:: Given data ::
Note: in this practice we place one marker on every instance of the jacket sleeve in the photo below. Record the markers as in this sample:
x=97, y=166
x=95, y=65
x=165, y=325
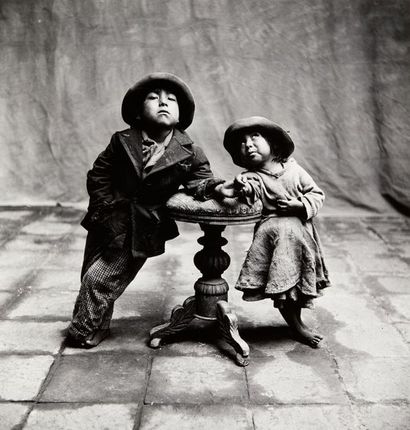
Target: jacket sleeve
x=200, y=181
x=312, y=196
x=99, y=178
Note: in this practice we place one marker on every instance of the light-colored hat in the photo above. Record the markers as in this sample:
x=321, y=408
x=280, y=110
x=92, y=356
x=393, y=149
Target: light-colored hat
x=136, y=94
x=273, y=133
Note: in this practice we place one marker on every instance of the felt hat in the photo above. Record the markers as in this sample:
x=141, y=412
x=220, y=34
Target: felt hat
x=134, y=97
x=271, y=131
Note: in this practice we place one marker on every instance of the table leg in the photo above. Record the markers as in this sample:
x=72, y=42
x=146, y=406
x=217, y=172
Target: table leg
x=211, y=295
x=181, y=316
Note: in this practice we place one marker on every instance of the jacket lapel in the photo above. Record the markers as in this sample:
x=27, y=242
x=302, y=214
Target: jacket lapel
x=131, y=140
x=178, y=149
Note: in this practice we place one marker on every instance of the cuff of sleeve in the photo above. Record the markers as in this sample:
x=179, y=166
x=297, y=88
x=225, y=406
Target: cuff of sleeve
x=206, y=188
x=308, y=208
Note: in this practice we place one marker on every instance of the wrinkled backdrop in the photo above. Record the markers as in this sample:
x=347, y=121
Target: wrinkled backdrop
x=334, y=73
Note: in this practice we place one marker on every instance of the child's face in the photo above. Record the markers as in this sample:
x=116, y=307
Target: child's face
x=255, y=150
x=161, y=108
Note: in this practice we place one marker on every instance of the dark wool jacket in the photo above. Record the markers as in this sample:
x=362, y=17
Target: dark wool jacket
x=127, y=206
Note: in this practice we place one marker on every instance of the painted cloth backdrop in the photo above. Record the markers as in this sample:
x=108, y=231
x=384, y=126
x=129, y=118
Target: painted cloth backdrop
x=334, y=73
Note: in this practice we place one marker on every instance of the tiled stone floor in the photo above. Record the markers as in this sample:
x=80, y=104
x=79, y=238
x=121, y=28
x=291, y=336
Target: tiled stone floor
x=358, y=379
:::
Stated task: Reproduce the material verbatim, beginning at the line that contains "of the painted" and continuing through the final line of the material.

Exercise output:
Note: in this practice we place one marker on every instance of the painted cloth backdrop in the photo above. Record the markers as in this sample:
x=108, y=231
x=384, y=126
x=129, y=118
Target: painted cloth backdrop
x=334, y=73
Note: in this practice we place one marker on every instance of the tiled stone floor in the photo above. Record the markers as in this sample:
x=80, y=104
x=79, y=238
x=121, y=28
x=291, y=336
Target: tiled stone floor
x=358, y=379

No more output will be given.